ACTION ITEM:
Nothing in the records should be altered; retype them all exactly.

SOURCE INFORMATION:
_ _ _ _ _
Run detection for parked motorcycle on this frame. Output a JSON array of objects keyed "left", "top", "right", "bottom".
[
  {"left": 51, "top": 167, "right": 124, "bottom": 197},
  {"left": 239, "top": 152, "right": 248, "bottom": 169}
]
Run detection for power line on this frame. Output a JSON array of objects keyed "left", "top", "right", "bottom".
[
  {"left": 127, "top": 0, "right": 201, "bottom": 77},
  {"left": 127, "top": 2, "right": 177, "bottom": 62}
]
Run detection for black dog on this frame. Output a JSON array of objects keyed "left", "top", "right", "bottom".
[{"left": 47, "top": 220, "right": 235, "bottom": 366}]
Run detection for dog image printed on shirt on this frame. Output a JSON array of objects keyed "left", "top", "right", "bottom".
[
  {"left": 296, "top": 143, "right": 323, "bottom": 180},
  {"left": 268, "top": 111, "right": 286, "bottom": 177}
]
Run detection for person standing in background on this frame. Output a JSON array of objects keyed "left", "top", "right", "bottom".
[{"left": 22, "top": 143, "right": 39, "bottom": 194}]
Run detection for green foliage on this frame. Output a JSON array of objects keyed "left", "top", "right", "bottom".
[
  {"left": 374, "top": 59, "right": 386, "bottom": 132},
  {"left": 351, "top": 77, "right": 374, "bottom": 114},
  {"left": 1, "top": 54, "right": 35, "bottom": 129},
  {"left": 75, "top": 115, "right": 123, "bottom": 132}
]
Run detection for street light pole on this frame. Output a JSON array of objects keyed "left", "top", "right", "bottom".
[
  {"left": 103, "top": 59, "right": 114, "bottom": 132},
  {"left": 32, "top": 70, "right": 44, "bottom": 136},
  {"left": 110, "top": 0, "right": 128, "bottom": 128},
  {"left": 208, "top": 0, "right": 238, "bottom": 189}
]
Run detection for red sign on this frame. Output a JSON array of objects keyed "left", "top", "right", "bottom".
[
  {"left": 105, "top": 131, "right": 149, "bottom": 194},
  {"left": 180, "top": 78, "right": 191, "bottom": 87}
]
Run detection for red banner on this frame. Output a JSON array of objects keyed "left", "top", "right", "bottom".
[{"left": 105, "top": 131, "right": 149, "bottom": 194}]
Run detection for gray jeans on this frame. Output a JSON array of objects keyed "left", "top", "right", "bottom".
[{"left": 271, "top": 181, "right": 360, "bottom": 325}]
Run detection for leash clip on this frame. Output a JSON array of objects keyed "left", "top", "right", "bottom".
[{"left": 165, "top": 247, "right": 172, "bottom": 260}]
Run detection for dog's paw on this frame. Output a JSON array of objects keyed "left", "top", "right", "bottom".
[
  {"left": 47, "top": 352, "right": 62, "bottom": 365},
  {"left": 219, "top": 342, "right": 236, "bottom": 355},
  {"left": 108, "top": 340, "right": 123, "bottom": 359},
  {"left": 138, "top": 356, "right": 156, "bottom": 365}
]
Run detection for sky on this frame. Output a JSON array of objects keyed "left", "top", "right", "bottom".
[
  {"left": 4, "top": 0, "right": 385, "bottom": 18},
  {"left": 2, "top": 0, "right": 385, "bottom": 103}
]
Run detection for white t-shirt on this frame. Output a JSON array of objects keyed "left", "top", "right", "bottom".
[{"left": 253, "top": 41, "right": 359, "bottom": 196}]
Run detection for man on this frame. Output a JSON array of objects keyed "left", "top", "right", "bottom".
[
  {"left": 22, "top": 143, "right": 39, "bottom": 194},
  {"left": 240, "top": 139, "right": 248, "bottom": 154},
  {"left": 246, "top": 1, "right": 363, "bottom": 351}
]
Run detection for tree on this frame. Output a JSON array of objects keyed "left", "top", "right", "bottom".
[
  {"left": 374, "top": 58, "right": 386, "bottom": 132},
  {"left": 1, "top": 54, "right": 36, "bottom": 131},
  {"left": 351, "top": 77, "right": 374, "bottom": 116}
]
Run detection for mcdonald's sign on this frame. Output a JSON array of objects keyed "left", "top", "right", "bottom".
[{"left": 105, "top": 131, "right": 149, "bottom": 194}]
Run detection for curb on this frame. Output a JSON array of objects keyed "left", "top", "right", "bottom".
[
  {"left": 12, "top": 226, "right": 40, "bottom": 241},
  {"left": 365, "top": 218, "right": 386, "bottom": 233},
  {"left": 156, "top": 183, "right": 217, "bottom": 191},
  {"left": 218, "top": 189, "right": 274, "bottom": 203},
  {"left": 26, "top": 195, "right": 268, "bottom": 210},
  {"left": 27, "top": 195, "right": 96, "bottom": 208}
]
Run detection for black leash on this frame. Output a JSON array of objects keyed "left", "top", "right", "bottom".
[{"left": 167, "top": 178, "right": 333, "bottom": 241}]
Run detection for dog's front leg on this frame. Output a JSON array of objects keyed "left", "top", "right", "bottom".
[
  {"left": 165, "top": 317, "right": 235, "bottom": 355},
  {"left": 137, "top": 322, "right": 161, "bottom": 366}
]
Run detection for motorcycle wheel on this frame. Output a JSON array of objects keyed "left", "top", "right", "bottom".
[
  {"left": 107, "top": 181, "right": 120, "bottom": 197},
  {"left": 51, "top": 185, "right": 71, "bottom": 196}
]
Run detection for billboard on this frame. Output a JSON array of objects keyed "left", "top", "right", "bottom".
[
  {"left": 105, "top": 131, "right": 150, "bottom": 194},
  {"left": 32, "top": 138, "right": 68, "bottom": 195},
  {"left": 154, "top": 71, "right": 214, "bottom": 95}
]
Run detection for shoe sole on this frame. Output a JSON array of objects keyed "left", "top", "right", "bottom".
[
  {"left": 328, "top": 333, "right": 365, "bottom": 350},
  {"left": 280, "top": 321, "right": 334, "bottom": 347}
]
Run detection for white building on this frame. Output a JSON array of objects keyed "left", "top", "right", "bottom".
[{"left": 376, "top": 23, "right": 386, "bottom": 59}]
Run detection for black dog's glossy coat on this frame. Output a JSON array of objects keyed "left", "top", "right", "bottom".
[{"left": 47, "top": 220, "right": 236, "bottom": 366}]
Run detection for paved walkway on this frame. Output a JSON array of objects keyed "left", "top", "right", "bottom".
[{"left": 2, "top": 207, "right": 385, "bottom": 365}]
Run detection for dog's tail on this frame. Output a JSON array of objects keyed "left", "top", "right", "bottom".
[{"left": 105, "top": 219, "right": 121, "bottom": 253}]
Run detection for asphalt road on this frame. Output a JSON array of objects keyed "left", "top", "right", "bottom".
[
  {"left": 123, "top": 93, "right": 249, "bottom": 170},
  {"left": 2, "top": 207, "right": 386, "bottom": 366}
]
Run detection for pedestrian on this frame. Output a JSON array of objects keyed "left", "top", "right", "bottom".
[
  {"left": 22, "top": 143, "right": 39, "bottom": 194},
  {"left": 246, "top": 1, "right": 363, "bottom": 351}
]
_ _ _ _ _
ANSWER:
Run detection for parked motorcycle on this frame. Output a JSON array of objects keyed "left", "top", "right", "bottom".
[
  {"left": 51, "top": 167, "right": 124, "bottom": 197},
  {"left": 239, "top": 152, "right": 248, "bottom": 169}
]
Run detection for power line on this frame. Output a JSON array of objects keyed "left", "top", "right", "bottom".
[
  {"left": 127, "top": 0, "right": 201, "bottom": 77},
  {"left": 127, "top": 2, "right": 177, "bottom": 62}
]
Run detection for black dog on this frame. Output a JSON array of objects keyed "left", "top", "right", "bottom".
[{"left": 47, "top": 220, "right": 235, "bottom": 366}]
Run detection for dog image printed on shirt on this frame. Output a JSON array of objects keyed "left", "top", "right", "bottom".
[
  {"left": 296, "top": 143, "right": 323, "bottom": 180},
  {"left": 268, "top": 111, "right": 286, "bottom": 177}
]
Run detection for person standing in background on this frame. Output a JSON array of objects keyed "left", "top", "right", "bottom".
[{"left": 22, "top": 143, "right": 39, "bottom": 194}]
Run detection for green foliage on this frame. Output a JSON array of objects keyed "left", "top", "right", "bottom".
[
  {"left": 374, "top": 59, "right": 386, "bottom": 132},
  {"left": 351, "top": 77, "right": 374, "bottom": 114},
  {"left": 1, "top": 54, "right": 35, "bottom": 129},
  {"left": 75, "top": 115, "right": 123, "bottom": 132}
]
Run detection for street light pole on this frame. Output a JSON array of objects keyed "left", "top", "right", "bottom".
[
  {"left": 103, "top": 59, "right": 114, "bottom": 132},
  {"left": 32, "top": 70, "right": 44, "bottom": 136},
  {"left": 110, "top": 0, "right": 128, "bottom": 128},
  {"left": 208, "top": 0, "right": 238, "bottom": 189}
]
Run detection for red sign on this frame. Output a JSON array of objects keyed "left", "top", "right", "bottom".
[
  {"left": 105, "top": 131, "right": 149, "bottom": 194},
  {"left": 180, "top": 78, "right": 191, "bottom": 87}
]
Run detection for red banner on this frame. Output a JSON array of objects keyed "left", "top", "right", "bottom".
[{"left": 105, "top": 131, "right": 149, "bottom": 194}]
Run detection for gray jeans on this frame. Output a JSON array of objects keyed "left", "top", "right", "bottom".
[{"left": 271, "top": 181, "right": 360, "bottom": 325}]
Run detection for leash clip on this frame. Output a JSON array of objects keyed "left", "top", "right", "bottom".
[{"left": 165, "top": 247, "right": 172, "bottom": 260}]
Run detection for dog's paw on this frame. Output a JSON array of objects keyed "left", "top", "right", "bottom".
[
  {"left": 47, "top": 352, "right": 62, "bottom": 365},
  {"left": 219, "top": 342, "right": 236, "bottom": 355},
  {"left": 108, "top": 340, "right": 123, "bottom": 359},
  {"left": 138, "top": 356, "right": 156, "bottom": 365}
]
Run detection for sky on this frame. Output a JSON array of objects keyed "left", "top", "right", "bottom".
[
  {"left": 4, "top": 0, "right": 385, "bottom": 18},
  {"left": 2, "top": 0, "right": 385, "bottom": 103}
]
Run detection for white t-shirt on this frame. Output a JSON array of objects keyed "left", "top", "right", "bottom".
[{"left": 253, "top": 41, "right": 359, "bottom": 196}]
Run detection for man on this frame. Output a JSON array of objects keyed "left", "top", "right", "bottom".
[
  {"left": 22, "top": 143, "right": 39, "bottom": 194},
  {"left": 240, "top": 139, "right": 248, "bottom": 154},
  {"left": 246, "top": 1, "right": 363, "bottom": 351}
]
Run detection for tree on this frame. Output a JSON array of objects keyed "left", "top", "right", "bottom".
[
  {"left": 374, "top": 58, "right": 386, "bottom": 132},
  {"left": 1, "top": 54, "right": 36, "bottom": 131},
  {"left": 351, "top": 77, "right": 374, "bottom": 116}
]
Run detection for mcdonald's sign on this frame. Output a JSON array of objects keyed "left", "top", "right", "bottom".
[{"left": 105, "top": 131, "right": 149, "bottom": 194}]
Run detection for curb on this frame. Output a JSON array of objects keyed "left", "top", "right", "bottom".
[
  {"left": 12, "top": 226, "right": 40, "bottom": 241},
  {"left": 365, "top": 218, "right": 386, "bottom": 233},
  {"left": 156, "top": 183, "right": 217, "bottom": 191},
  {"left": 218, "top": 189, "right": 274, "bottom": 203},
  {"left": 26, "top": 195, "right": 268, "bottom": 210},
  {"left": 27, "top": 195, "right": 96, "bottom": 208}
]
Run detection for black leash on this frame. Output a JSON array of objects keyed "left", "top", "right", "bottom".
[{"left": 167, "top": 178, "right": 333, "bottom": 241}]
Run detection for dog's front leg on this frame. Output a JSON array of objects keyed "left", "top", "right", "bottom".
[
  {"left": 165, "top": 317, "right": 235, "bottom": 355},
  {"left": 137, "top": 322, "right": 161, "bottom": 366}
]
Run detection for motorcycle wheel on this frame. Output a JSON array of objects keyed "left", "top", "right", "bottom".
[
  {"left": 107, "top": 181, "right": 120, "bottom": 197},
  {"left": 51, "top": 185, "right": 71, "bottom": 196}
]
Run detection for billboard on this frame. Output a JSON array of objects keyed "left", "top", "right", "bottom".
[
  {"left": 105, "top": 131, "right": 150, "bottom": 194},
  {"left": 32, "top": 138, "right": 68, "bottom": 195},
  {"left": 154, "top": 71, "right": 214, "bottom": 95}
]
Run detection for shoe sole on this frame. Output a JSON array of objects keyed "left", "top", "right", "bottom".
[
  {"left": 328, "top": 333, "right": 365, "bottom": 350},
  {"left": 280, "top": 321, "right": 334, "bottom": 347}
]
Run detection for white building on this frame. Output a JSON array of objects keyed "left", "top", "right", "bottom".
[{"left": 376, "top": 23, "right": 386, "bottom": 59}]
Run detection for black dog's glossy coat on this frame. Output a JSON array of objects keyed "left", "top", "right", "bottom".
[{"left": 47, "top": 220, "right": 236, "bottom": 366}]
Run detection for paved walkway on this frame. Output a JSON array of objects keyed "left", "top", "right", "bottom".
[{"left": 2, "top": 207, "right": 385, "bottom": 365}]
Run detection for dog's tail on this frame. Output a JSON array of objects keyed "left", "top", "right", "bottom".
[{"left": 105, "top": 219, "right": 121, "bottom": 253}]
Run detection for asphalt road on this frame. Output a JSON array of objects keyed "left", "top", "right", "bottom".
[
  {"left": 123, "top": 93, "right": 249, "bottom": 170},
  {"left": 2, "top": 207, "right": 386, "bottom": 366}
]
Run detection for pedestrian on this frame. Output a JSON array of objects keyed "left", "top", "right", "bottom".
[
  {"left": 22, "top": 143, "right": 39, "bottom": 194},
  {"left": 246, "top": 1, "right": 363, "bottom": 351}
]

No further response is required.